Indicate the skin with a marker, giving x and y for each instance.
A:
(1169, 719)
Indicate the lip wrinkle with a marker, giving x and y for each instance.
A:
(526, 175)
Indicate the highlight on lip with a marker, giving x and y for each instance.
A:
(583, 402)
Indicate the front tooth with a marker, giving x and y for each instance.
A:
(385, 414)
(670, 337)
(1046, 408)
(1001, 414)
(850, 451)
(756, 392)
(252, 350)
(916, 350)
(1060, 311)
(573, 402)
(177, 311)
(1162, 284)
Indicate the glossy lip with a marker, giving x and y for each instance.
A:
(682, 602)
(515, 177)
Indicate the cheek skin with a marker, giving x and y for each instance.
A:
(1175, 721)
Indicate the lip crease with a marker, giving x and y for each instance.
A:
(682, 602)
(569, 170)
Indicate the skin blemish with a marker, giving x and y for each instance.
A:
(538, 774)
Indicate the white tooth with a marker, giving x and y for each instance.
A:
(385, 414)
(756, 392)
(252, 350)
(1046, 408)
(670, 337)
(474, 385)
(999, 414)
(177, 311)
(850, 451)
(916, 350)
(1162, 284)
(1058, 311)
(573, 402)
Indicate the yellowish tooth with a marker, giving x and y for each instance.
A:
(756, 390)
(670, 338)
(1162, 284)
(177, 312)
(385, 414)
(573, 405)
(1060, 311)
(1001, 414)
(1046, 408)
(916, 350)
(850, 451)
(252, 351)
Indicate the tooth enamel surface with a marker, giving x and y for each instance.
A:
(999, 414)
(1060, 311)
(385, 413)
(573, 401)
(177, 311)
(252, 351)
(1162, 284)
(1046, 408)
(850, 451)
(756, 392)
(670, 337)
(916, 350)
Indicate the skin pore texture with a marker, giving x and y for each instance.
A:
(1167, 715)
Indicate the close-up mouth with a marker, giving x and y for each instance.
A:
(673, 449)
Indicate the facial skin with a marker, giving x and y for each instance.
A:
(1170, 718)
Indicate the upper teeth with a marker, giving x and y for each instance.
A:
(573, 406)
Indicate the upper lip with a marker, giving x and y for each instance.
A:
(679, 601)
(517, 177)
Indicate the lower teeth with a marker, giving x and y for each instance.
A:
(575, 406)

▸ WHAT THIS TASK INVOLVES
When a line in the listing above holds the word "upper", copy it.

▸ PROBLEM SOLUTION
Indicate the upper teeth with a marker, giving x and y for each instance.
Indicate the upper lip with a marker, giving x and y for each instance.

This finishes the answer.